### Written instruction
Find every line in the items below that contains the word "leaf" and copy each such line. Case counts.

### Data
+++

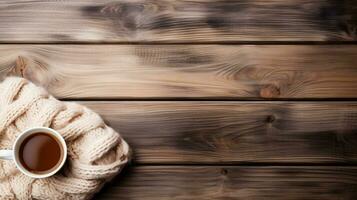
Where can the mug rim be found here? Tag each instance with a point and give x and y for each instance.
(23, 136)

+++

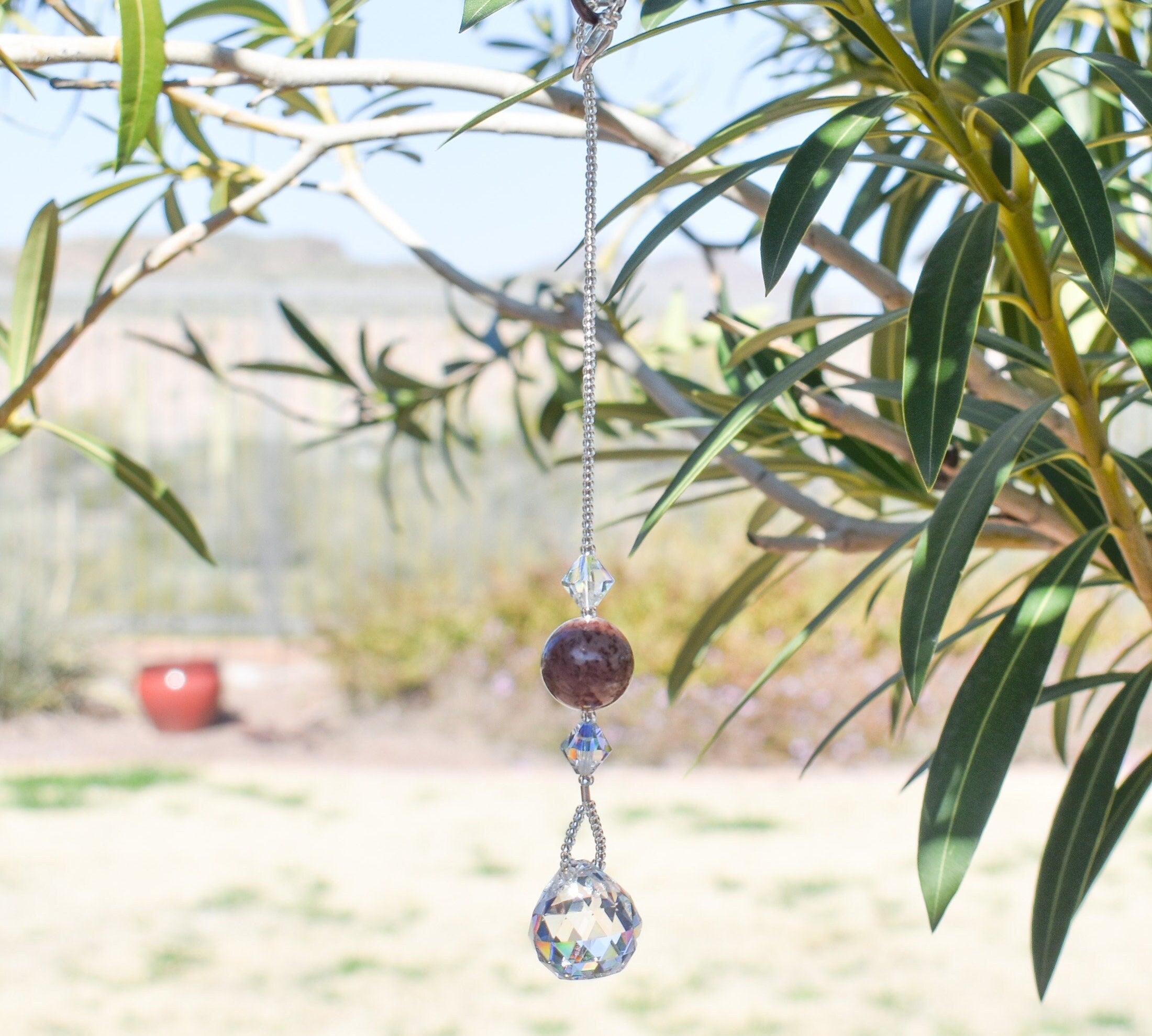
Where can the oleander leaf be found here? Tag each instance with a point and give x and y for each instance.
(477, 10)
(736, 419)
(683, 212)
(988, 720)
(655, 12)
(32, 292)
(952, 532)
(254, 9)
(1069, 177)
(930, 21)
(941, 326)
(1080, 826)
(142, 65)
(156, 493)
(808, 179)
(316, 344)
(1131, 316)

+++

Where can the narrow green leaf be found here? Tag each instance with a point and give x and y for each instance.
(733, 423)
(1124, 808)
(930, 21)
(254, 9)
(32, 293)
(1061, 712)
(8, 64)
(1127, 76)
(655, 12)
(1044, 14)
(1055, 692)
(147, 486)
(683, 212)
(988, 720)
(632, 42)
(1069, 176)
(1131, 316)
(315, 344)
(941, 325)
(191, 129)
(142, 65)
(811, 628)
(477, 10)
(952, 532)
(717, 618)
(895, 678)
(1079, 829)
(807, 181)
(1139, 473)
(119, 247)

+++

### The output
Where can the oleander leaf be found here? Tag each instance with a point and give x and y for each instance.
Where can the narrow green leaf be found here? Tag each instance with a point and give x and y for each instance.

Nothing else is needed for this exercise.